▸ **Goal**: Which lines of the data below contain the word "dark"? List each of them in full.

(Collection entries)
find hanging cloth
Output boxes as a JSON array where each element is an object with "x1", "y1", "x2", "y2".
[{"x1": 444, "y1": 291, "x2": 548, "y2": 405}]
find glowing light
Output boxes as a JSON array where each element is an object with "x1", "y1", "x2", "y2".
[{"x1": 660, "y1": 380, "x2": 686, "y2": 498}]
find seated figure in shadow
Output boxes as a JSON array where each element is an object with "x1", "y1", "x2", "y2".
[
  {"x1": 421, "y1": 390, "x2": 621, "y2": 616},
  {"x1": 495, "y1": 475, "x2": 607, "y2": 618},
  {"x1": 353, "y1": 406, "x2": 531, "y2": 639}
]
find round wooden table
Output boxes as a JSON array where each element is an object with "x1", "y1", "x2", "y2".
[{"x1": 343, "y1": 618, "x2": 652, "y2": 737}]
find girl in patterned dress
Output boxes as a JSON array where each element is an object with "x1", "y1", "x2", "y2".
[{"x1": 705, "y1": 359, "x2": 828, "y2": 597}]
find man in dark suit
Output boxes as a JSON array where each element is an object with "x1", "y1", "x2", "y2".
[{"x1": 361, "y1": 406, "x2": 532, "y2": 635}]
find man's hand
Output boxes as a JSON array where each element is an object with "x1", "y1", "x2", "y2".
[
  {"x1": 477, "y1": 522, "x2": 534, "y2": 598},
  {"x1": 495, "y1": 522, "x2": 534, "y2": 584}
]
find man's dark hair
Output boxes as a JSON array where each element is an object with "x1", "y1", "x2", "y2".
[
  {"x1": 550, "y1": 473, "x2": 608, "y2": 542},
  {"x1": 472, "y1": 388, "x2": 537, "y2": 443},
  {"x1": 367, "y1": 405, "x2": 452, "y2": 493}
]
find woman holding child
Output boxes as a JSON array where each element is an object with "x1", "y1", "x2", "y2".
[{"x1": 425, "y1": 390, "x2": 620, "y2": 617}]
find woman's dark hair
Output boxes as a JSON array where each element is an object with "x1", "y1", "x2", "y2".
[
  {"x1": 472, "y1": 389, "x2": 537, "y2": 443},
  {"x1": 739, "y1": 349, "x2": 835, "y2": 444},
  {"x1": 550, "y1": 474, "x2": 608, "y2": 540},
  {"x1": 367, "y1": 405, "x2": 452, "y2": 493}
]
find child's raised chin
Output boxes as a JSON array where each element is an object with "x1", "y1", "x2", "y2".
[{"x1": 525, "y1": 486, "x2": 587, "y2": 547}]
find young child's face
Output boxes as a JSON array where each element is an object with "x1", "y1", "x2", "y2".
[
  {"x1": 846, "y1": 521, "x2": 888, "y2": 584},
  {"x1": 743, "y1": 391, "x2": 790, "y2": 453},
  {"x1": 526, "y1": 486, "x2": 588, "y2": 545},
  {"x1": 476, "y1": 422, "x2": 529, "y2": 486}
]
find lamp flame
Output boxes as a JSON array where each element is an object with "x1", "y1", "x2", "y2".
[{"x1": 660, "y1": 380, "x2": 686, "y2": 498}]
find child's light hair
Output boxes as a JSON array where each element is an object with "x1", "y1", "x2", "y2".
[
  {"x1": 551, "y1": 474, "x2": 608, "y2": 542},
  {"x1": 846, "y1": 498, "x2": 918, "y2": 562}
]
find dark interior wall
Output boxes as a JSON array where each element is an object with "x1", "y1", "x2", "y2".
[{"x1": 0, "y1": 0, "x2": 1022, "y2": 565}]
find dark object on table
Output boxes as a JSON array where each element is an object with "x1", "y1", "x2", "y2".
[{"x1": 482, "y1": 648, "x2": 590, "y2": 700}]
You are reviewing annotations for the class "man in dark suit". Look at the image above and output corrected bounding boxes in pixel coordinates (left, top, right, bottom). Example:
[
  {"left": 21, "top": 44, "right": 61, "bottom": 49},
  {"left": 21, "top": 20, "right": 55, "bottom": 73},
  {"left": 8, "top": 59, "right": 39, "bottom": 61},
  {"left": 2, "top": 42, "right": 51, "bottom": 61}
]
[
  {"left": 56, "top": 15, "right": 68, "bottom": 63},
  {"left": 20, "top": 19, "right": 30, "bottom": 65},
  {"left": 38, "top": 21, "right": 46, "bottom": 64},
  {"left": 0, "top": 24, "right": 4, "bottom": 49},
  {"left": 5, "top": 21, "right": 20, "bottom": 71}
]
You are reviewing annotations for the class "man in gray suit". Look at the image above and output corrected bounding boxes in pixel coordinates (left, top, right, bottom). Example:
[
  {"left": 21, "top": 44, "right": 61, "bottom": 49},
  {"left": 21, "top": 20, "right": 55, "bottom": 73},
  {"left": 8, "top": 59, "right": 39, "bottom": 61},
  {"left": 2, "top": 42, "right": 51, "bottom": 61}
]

▸ **Task output**:
find man in dark suit
find man's dark hair
find woman's dark hair
find dark interior wall
find dark object on table
You are reviewing annotations for the class "man in dark suit". Look at the image above and output corrected bounding boxes in pixel coordinates (left, top, right, bottom). Example:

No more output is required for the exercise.